GOAL:
Copy out the listing exactly.

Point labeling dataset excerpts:
—————

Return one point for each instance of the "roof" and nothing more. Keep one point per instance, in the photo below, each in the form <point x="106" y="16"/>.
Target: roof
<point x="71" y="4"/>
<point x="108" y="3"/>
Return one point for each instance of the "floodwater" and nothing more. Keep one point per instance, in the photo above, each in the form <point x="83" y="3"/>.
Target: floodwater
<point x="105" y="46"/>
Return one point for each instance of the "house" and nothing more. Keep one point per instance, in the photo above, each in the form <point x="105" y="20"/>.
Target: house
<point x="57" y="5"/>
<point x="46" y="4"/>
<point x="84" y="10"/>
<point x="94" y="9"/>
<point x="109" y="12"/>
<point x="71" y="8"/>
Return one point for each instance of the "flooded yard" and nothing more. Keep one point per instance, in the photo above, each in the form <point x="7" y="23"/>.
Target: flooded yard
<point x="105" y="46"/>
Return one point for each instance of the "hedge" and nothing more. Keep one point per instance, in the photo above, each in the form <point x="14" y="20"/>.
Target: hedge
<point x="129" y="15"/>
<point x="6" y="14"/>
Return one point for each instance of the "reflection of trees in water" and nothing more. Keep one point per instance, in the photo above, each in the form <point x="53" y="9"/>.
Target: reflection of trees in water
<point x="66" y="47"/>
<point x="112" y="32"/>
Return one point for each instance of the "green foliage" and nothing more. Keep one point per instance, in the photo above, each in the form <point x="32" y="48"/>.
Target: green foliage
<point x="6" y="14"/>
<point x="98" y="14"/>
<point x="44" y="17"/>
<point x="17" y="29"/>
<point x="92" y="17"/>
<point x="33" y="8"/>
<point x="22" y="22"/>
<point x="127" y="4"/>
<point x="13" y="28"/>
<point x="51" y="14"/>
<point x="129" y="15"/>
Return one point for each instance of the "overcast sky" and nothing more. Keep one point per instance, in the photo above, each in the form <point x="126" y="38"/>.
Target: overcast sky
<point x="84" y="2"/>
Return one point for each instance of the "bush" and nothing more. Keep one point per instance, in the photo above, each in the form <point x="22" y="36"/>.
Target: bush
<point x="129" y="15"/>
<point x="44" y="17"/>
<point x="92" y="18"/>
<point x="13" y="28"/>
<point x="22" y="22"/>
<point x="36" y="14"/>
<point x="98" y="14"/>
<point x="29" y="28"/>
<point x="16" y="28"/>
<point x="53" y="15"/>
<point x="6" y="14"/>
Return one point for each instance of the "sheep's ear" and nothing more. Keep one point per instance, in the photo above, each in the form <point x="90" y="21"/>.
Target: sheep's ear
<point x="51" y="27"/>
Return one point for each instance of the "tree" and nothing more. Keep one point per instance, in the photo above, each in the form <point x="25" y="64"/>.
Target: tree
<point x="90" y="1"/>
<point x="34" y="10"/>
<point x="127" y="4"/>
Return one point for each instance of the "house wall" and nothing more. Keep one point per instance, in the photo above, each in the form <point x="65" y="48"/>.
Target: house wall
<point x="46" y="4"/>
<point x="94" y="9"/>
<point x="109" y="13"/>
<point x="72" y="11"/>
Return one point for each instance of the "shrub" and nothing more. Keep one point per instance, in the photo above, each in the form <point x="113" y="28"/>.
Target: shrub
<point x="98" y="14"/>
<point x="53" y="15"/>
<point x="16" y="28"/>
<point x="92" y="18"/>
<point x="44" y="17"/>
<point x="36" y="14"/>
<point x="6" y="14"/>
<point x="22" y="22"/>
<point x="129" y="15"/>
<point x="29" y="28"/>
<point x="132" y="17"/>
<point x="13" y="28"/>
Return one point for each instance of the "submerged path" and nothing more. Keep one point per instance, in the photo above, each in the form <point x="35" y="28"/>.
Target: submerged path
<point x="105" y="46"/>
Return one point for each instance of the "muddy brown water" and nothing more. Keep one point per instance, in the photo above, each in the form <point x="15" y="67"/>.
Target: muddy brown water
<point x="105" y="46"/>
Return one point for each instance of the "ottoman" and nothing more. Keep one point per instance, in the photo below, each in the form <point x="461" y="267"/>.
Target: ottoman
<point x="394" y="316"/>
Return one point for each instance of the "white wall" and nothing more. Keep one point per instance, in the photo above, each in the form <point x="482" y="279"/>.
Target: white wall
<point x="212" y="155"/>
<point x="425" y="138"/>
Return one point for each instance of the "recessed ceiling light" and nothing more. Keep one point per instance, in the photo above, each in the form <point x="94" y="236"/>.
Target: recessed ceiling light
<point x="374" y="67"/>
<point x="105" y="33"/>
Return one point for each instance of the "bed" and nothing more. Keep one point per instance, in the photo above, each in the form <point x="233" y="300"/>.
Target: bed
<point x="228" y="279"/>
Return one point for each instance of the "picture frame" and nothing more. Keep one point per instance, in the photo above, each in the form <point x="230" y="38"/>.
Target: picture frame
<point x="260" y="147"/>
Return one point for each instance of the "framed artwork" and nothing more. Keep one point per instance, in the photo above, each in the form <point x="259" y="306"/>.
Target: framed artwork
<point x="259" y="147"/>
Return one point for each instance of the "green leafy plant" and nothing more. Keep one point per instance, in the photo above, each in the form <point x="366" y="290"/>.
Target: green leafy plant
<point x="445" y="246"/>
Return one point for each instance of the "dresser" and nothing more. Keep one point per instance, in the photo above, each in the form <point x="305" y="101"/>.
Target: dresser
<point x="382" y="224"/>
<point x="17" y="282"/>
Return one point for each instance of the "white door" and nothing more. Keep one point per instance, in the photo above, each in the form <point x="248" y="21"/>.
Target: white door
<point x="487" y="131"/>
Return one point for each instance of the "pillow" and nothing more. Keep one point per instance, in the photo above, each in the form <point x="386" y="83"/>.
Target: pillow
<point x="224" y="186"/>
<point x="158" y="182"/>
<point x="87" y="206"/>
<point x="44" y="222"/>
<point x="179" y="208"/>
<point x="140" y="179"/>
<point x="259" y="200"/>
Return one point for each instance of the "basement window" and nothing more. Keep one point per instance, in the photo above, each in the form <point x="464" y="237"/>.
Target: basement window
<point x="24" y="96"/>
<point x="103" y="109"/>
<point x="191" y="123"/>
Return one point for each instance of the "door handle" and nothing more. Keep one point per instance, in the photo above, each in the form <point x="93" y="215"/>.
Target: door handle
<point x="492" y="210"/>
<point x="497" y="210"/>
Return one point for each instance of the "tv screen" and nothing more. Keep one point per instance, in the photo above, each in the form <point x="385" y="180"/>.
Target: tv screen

—————

EXERCISE ANSWER:
Return one point for each instance of the "roof" and nothing more. Keep one point per instance, in the photo below, each in the form <point x="106" y="16"/>.
Target: roof
<point x="71" y="4"/>
<point x="108" y="3"/>
Return one point for each instance of the "floodwater" and nothing more. Keep one point per instance, in the photo above, each in the form <point x="83" y="3"/>.
Target: floodwater
<point x="105" y="46"/>
Return one point for each instance of the "house" and nothing more. Keep one point per instance, in the photo above, each in the form <point x="105" y="20"/>.
Target: house
<point x="57" y="5"/>
<point x="46" y="4"/>
<point x="84" y="10"/>
<point x="94" y="9"/>
<point x="109" y="12"/>
<point x="71" y="8"/>
Return one point for each instance of the "flooded yard" and nothing more. Keep one point per instance, in the photo above, each in the form <point x="7" y="23"/>.
Target: flooded yard
<point x="105" y="46"/>
Return one point for each instance of the "hedge" and nothing more. Keep one point per instance, in the photo above, each in the form <point x="14" y="20"/>.
Target: hedge
<point x="129" y="15"/>
<point x="6" y="14"/>
Return one point for each instance of the "reflection of trees in water" and nothing more. Keep one point per instance, in the photo above, each in the form <point x="53" y="9"/>.
Target: reflection of trees in water
<point x="66" y="47"/>
<point x="112" y="32"/>
Return one point for each instance of the "green foliage" and nothing more. Keep one point per instance, in the photo above, each in the form <point x="32" y="48"/>.
Target: green foliage
<point x="6" y="14"/>
<point x="98" y="14"/>
<point x="44" y="17"/>
<point x="17" y="29"/>
<point x="92" y="17"/>
<point x="33" y="8"/>
<point x="22" y="22"/>
<point x="127" y="4"/>
<point x="13" y="28"/>
<point x="51" y="14"/>
<point x="129" y="15"/>
Return one point for each instance of the "overcast sky" and nothing more. Keep one point per instance, in the photo above, each in the form <point x="126" y="38"/>.
Target: overcast sky
<point x="84" y="2"/>
Return one point for each instance of the "bush" and nothing more. Keep one point per instance, in the photo above, each in the form <point x="22" y="36"/>.
Target: bush
<point x="129" y="15"/>
<point x="44" y="17"/>
<point x="92" y="18"/>
<point x="13" y="28"/>
<point x="22" y="22"/>
<point x="36" y="14"/>
<point x="98" y="14"/>
<point x="29" y="28"/>
<point x="16" y="28"/>
<point x="53" y="15"/>
<point x="6" y="14"/>
Return one point for each instance of the "sheep's ear" and nothing more. Keep one point per instance, in the photo above, each in the form <point x="90" y="21"/>.
Target: sheep's ear
<point x="51" y="27"/>
Return one point for each instance of the "tree" and nothing more. Keep one point per instance, in the photo above, each in the form <point x="25" y="64"/>.
Target: tree
<point x="90" y="1"/>
<point x="34" y="10"/>
<point x="127" y="4"/>
Return one point for each instance of the "house wall" and nothing more. Keep one point per instance, in the photo above, each in the form <point x="65" y="48"/>.
Target: house wall
<point x="46" y="4"/>
<point x="94" y="9"/>
<point x="109" y="13"/>
<point x="72" y="11"/>
Return one point for each instance of the "shrub" and nothing more. Keep one point per instance, in the photo above, each in the form <point x="113" y="28"/>.
Target: shrub
<point x="98" y="14"/>
<point x="53" y="15"/>
<point x="16" y="28"/>
<point x="92" y="18"/>
<point x="44" y="17"/>
<point x="36" y="14"/>
<point x="6" y="14"/>
<point x="22" y="22"/>
<point x="129" y="15"/>
<point x="29" y="28"/>
<point x="132" y="17"/>
<point x="13" y="28"/>
Return one point for each instance of the "submerged path" and nothing more. Keep one point per instance, in the photo above, each in the form <point x="35" y="28"/>.
Target: submerged path
<point x="105" y="46"/>
Return one point for each instance of the "muddy brown water" and nothing more. Keep one point per instance, in the photo above, each in the form <point x="15" y="67"/>.
Target: muddy brown water
<point x="105" y="46"/>
Return one point for each instance of the "ottoman" and nothing more. Keep one point per instance, in the photo below, each in the form <point x="461" y="267"/>.
Target: ottoman
<point x="394" y="316"/>
Return one point for each instance of the "white wall" and nothing more. Keep one point per instance, in the photo above, each in the form <point x="482" y="279"/>.
Target: white wall
<point x="212" y="155"/>
<point x="425" y="138"/>
Return one point for each instance of the "recessed ceiling light" and nothing more. Keep one point per instance, in the photo above, each in the form <point x="94" y="236"/>.
Target: recessed ceiling light
<point x="374" y="67"/>
<point x="105" y="33"/>
Return one point for each instance of the "bed" and nothing more. Keep one point per instance, in the photo above, each in the form <point x="233" y="300"/>.
Target: bed
<point x="228" y="279"/>
Return one point for each instance of the "picture frame" and nothing more. Keep one point per instance, in the photo above, each in the form <point x="230" y="38"/>.
Target: picture frame
<point x="260" y="147"/>
Return one point for each instance of the "framed artwork" and nothing more. Keep one point per instance, in the photo above, each in the form <point x="259" y="306"/>.
Target: framed artwork
<point x="259" y="147"/>
Return one point for each instance of the "green leafy plant" and nothing more. Keep one point per instance, in the photo above, each in the form <point x="366" y="290"/>.
Target: green leafy plant
<point x="445" y="246"/>
Return one point for each instance of the "dresser" and nothing more. Keep one point per instance, in the photo above, each in the form <point x="305" y="101"/>.
Target: dresser
<point x="382" y="224"/>
<point x="17" y="282"/>
Return one point for each instance of the "white door" and nothing more. Keep one point per instance, in the photo above, each in the form <point x="248" y="21"/>.
Target: white door
<point x="487" y="131"/>
Return one point for each instance of the "pillow" and nothing more. Keep one point per instance, in the photo above, each in the form <point x="386" y="83"/>.
Target: pillow
<point x="224" y="186"/>
<point x="158" y="182"/>
<point x="87" y="206"/>
<point x="44" y="222"/>
<point x="179" y="208"/>
<point x="140" y="179"/>
<point x="259" y="200"/>
Return one point for each instance of the "basement window" and nothing more. Keep one point per instance, in the photo above, each in the form <point x="464" y="237"/>.
Target: basement window
<point x="24" y="96"/>
<point x="103" y="109"/>
<point x="191" y="123"/>
Return one point for each instance of the "door handle" and nothing more. Keep one point per instance, in the photo above, each in the form <point x="93" y="215"/>.
Target: door handle
<point x="492" y="210"/>
<point x="497" y="210"/>
Return one point for each instance of the "tv screen" and nothing more. Keep one point per instance, in the photo above, each in the form <point x="385" y="180"/>.
Target: tv screen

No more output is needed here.